> **EXERCISE REQUIREMENTS**
Copy every entry precisely.

> **RECORDS FOR PROCESSING**
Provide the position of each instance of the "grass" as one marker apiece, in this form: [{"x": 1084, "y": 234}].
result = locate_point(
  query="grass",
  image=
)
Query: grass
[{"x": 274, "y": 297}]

> **REPLY TO THE EXERCISE**
Provide the position of each instance of the "grass" as one marker apiece, in this form: [{"x": 1084, "y": 234}].
result = locate_point(
  query="grass",
  image=
)
Query: grass
[{"x": 274, "y": 297}]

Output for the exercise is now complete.